* _Texto de lectura_
━━━━
Algunas ausencias se convierten en instantes fugaces que corren por la memoria con signo intermitente, abriéndonos de nuevo los ojos de niño que teníamos tan cerrados.

Todas las ausencias son breves, aunque hay veces que las sentimos pasar sin ruido, como un suspiro que se agota en sí mismo, como una respiración que se congela, al reino interminable de lo definitivo.

Es tan sólo un paso para el ausente, una obligación preconcebida que espera una cita nebulosamente anunciada. Una certidumbre que se aproxima mal creída, mal sentida, mal esperada.

Tan sólo un paso, un viaje diminuto hacia la vuelta de la esquina, que empieza con un estertor y acaba sin poder sentir la propia frialdad de las manos. Pero para nosotros es una larga lucha con y contra el olvido, según y sobre la tristeza, hacia y desde la nostalgia, hasta, para y por el camino de rellenar el depósito sin fondo de la vida.

Y, sin embargo, a pesar de su longitud y de su anchura, todas las ausencias son breves. Todas encuentran asiento de ventanilla por donde asomarse, todas siguen ocupando tiempo y espacio en el corazón. En todas tenemos emisario dispuesto a traer noticias y en todas hay sitio donde apostarse para disfrutar de las luces y los olores que descubrimos guardados en un rincón.

De lo enjuto de las ausencias, de lo reseco que uno se queda, el trago peor, aunque lo parece, no es la despedida. Sino la rabia, el golpe, el temblor y la ira de saber que, mañana mismo, sin haber despertado de la pesadilla, tendremos a mano la certeza de que hay muchas otras ausencias a la vista.

Pero… ¿sabes? Todas las ausencias son breves, todas se convierten en instantes que se traga el vértigo de la vida. Por eso ahora —y siempre— lo más importante, lo que no admite espera, es que me levante, que te levantes conmigo, y que sigamos, entre ausencias, defendiendo la alegría.
━━━━
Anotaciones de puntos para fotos
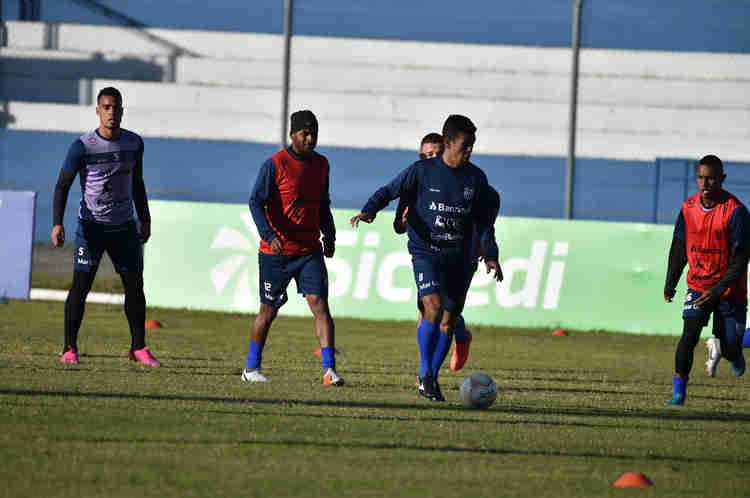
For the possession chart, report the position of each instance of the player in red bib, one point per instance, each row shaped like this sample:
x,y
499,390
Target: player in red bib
x,y
291,207
712,237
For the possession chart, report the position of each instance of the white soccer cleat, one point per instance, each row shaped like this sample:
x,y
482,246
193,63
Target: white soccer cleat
x,y
714,355
253,376
331,378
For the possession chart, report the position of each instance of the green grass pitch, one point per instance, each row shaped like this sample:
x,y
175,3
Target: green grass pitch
x,y
572,415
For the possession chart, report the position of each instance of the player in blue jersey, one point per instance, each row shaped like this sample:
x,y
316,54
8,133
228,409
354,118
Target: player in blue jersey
x,y
432,146
109,162
449,198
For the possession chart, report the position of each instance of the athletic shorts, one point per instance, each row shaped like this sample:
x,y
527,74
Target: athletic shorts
x,y
445,276
121,242
276,271
730,314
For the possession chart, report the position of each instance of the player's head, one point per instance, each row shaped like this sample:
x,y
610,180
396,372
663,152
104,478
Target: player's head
x,y
709,174
109,107
459,134
431,146
303,131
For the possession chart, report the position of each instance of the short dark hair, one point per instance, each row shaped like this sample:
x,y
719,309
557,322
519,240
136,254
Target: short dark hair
x,y
431,138
110,91
456,124
712,162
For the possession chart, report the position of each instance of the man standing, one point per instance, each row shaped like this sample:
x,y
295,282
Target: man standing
x,y
110,162
712,237
448,196
291,206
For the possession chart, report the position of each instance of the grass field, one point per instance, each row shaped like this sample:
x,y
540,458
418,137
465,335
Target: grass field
x,y
572,414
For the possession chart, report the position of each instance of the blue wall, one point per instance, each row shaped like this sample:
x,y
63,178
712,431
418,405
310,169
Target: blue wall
x,y
222,171
684,25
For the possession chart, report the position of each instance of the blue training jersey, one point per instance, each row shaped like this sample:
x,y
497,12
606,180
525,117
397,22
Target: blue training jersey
x,y
447,203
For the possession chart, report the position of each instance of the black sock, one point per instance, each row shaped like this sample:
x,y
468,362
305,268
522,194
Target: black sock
x,y
135,308
691,333
75,305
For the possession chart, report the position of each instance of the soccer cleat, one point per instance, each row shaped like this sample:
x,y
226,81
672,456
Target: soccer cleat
x,y
738,366
714,355
676,399
331,378
438,394
70,356
144,357
427,387
254,375
461,353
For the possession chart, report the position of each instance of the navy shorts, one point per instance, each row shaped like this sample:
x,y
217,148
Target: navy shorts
x,y
276,271
121,242
730,316
448,277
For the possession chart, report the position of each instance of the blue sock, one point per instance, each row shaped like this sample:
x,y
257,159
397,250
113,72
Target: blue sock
x,y
679,385
442,347
426,337
460,332
328,357
254,355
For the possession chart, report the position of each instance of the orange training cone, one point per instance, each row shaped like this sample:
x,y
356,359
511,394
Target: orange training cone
x,y
633,480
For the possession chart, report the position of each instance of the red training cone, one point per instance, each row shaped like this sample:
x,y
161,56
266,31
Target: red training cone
x,y
633,480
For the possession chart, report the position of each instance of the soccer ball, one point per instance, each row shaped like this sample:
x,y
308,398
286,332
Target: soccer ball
x,y
478,390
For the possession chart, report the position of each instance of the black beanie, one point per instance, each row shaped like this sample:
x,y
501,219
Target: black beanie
x,y
303,119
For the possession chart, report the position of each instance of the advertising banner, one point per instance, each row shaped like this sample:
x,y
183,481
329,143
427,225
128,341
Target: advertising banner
x,y
581,275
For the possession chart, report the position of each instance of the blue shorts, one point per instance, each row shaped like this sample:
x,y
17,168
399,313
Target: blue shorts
x,y
447,277
121,242
276,271
729,315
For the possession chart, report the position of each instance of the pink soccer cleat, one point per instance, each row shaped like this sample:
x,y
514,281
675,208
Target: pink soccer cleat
x,y
461,353
70,356
144,357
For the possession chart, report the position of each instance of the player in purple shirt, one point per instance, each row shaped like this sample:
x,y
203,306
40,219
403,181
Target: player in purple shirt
x,y
109,163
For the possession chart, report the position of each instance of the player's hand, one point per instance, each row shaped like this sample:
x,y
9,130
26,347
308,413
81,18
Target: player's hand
x,y
329,247
58,235
704,299
493,265
366,217
277,245
145,231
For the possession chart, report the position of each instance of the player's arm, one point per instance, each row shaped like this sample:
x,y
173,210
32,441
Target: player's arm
x,y
403,183
265,185
486,207
739,239
677,259
74,162
399,221
140,199
327,226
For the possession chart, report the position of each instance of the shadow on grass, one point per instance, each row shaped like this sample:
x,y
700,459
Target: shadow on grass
x,y
663,413
358,445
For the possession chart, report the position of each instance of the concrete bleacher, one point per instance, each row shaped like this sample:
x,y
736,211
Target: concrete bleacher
x,y
383,93
215,100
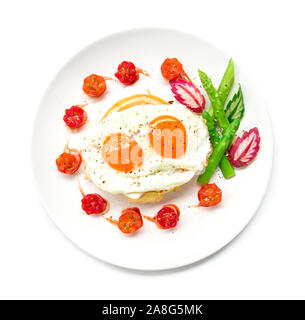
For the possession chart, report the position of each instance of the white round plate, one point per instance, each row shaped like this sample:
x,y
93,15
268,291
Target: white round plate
x,y
201,231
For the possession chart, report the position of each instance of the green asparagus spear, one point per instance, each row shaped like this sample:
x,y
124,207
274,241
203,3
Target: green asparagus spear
x,y
225,165
218,109
219,151
226,83
235,107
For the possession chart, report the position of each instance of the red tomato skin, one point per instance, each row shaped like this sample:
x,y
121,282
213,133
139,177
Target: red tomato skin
━━━━
* _Tareas_
a - Transcribe del texto sobre las ausencias el pasaje que empieza con "De lo enjuto" y sigue hasta "defendiendo la alegría.".
b - Prolonga el texto sobre las ausencias a partir de su última oración.

* _Respuestas_
a -
De lo enjuto de las ausencias, de lo reseco que uno se queda, el trago peor, aunque lo parece, no es la despedida. Sino la rabia, el golpe, el temblor y la ira de saber que, mañana mismo, sin haber despertado de la pesadilla, tendremos a mano la certeza de que hay muchas otras ausencias a la vista.

Pero… ¿sabes? Todas las ausencias son breves, todas se convierten en instantes que se traga el vértigo de la vida. Por eso ahora —y siempre— lo más importante, lo que no admite espera, es que me levante, que te levantes conmigo, y que sigamos, entre ausencias, defendiendo la alegría.

b -
Presentimiento

Lo he notado enseguida. He reconocido el ruido impactante que hacen los hilos al romperse, la explosión minúscula que sucede después, el vacío apagado que queda detrás.

Un estruendo de caracolas cayendo por las escaleras, una fuga de palabras atropellándose en las tardes de noviembre que no volverán. Un desasosiego profundo de sirenas varadas en tierra, un espacio abierto que no se puede cerrar porque no tiene fondo ni forma ni energía.

Ha sido un presentimiento, un instante de esos en los que todo aparece claro, como cuando los secretos dejan de ser lo que son para transformarse en espuma. Ha sido un temblor de la existencia sacudiendo el nudo que se deshace cuando chocan en el interior de un instante un siempre y un nunca.

Se ha roto la noche en dos, en dos partes desiguales, en dos trozos tan cercanos como distantes, que se unen y se separan en los bordes redondos y sutiles de la luna.

Siempre y nunca son palabras terribles que deshacen en mentira las verdades del corazón. Pero es cierto, puedo jurar que he sentido —como nunca—, que la noche se rompía —para siempre— en dos. Tú y yo.

¡Qué vértigo de brumas, qué espejismo de alfileres, qué tristeza tan absoluta he notado al pensar que, de todo lo que —nunca— fuimos, ni siquiera las palabras —siempre— quedarán!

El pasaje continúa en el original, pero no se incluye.